6

I am trying to write a simple script that given an arbitrary URL will return the title tag of that website. Because many of the URLs I want to resolve need to have JavaScript enabled, I need to use something like requests_html's render function to do this. However, I have encountered an issue with the library where the example URL below never terminates. I have tried the timeout arg of the render call and it did not work. Can anyone help me figure out how to get this to timeout properly or some other work around to make sure it doesn't get stuck?

This is my current code that does not terminate (it gets stuck on the render call):

from requests_html import HTMLSession

session = HTMLSession()
r = session.get('http://shan-shui-inf.lingdong.works/')
# render with JS
r.html.render(sleep = 1, keep_page=True)
# Also does not work: r.html.render(sleep = 1, keep_page=True, timeout = 3)


title = r.html.find('title', first=True).full_text

I have already tried solutions like: Timeout on a function call and Python timeout decorator which still did not timeout strangely enough.

NOTE: I am using Python 3.7.4 64-bit on Windows 10.

Davie88
  • 93
  • 6
  • 3
    I'm having similar problem, for me it renders certain URL 30 times and then hangs but never timeouts. – tym Jun 16 '20 at 15:58
  • did you find any solution ? – Rasit aydin Dec 30 '20 at 18:39
  • This happens to me as well for a different url. I believe that the problem lies in the _async_render method, specifically when a TimeoutError is caught. In such a case, there is an attempt to perform `await page.close()` which never returns. possibly related to this [issue](https://bugs.python.org/issue40152) – PeNpeL Mar 15 '21 at 16:59

2 Answers2

0

I would suggest to put r.session.close() at last. This worked for me.

Richu
  • 1
  • 1
    Could you please show two results, one with `r.session.close() ` added and the other without? – Fanchen Bao Dec 15 '20 at 01:58
  • This is [after](https://drive.google.com/file/d/1GoyAykByJeNSCP1DZE431cNISarNLkp6/view?usp=sharing) I close the session at the end of loop. and [before](https://drive.google.com/file/d/1jNvQJLoLql7QEbuWgkgHc7zOAaKfYp0g/view?usp=sharing) where it just hangs after some loop. – Richu Dec 15 '20 at 12:42
  • I cannot access your link. It asks me to "Request access". Is it possible that you post it somewhere open to everyone? – Fanchen Bao Dec 16 '20 at 01:41
  • I think it will work now. I've changed the privacy to view everyone with the link. I just put r.session.close at end of the loop and it stopped hanging after some iterations. – Richu Dec 16 '20 at 01:57
0

Ok I'm quite late here,
This is what I've done:

pip install -U pyppeteer

(pip installed the 0.2.6 version for me)

Then it worked somehow

(unrelated)
If you want the Chromium browser to appear on the screen you'll need to change requests_html.py (somewhere in site-packages)'s 714th line, headless=True -> headless=False

aph
  • 225
  • 3
  • 12

▸ **Task directions**
Answer these questions using the forum thread on requests_html rendering:
(a) Which Python version and operating system does the original poster say they are using?
(b) In which method does the commenter PeNpeL believe the problem lies?
(c) Which version of pyppeteer did pip install for the author of the second answer?

Dataset excerpt:
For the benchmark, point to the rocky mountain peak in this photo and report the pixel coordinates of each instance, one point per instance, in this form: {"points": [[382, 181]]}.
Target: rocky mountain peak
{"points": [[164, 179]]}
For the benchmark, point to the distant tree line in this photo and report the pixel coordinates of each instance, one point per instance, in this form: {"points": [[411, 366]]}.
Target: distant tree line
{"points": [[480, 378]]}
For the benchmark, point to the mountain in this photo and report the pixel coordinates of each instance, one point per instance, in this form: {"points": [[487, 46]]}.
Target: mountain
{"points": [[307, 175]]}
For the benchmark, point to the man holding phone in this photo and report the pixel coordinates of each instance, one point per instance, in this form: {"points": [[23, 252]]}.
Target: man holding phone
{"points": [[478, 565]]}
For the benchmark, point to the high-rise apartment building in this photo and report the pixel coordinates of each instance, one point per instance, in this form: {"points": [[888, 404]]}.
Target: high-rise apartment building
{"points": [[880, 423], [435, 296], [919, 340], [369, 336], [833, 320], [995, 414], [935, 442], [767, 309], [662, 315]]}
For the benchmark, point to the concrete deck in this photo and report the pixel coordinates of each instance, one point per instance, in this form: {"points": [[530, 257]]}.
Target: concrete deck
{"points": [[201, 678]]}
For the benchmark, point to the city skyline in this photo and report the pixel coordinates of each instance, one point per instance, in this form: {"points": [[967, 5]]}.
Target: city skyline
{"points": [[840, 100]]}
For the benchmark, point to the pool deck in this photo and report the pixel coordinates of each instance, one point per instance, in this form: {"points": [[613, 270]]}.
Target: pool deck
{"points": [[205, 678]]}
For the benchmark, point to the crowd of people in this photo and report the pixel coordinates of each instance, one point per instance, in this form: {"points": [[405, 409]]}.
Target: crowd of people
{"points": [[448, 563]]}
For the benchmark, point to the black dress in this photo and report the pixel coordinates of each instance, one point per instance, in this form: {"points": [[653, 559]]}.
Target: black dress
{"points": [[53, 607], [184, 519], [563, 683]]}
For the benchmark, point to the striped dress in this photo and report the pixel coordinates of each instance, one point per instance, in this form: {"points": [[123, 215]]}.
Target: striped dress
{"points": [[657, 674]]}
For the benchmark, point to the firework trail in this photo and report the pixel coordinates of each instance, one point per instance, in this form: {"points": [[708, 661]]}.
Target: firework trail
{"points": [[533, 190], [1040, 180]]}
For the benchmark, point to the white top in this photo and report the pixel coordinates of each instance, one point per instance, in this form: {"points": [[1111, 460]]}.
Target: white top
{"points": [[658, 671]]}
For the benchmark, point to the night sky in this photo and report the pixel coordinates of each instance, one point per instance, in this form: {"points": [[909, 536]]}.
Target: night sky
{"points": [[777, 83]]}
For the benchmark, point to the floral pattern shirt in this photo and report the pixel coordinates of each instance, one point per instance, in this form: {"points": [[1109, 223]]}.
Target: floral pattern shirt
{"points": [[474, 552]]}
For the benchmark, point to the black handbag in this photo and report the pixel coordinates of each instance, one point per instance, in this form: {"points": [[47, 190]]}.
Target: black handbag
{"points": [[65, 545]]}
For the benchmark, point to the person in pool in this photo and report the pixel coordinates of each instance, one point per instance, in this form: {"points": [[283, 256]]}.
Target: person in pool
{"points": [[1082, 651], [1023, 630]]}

▸ **Worked solution**
(a) Python 3.7.4 64-bit on Windows 10.
(b) The _async_render method.
(c) Version 0.2.6.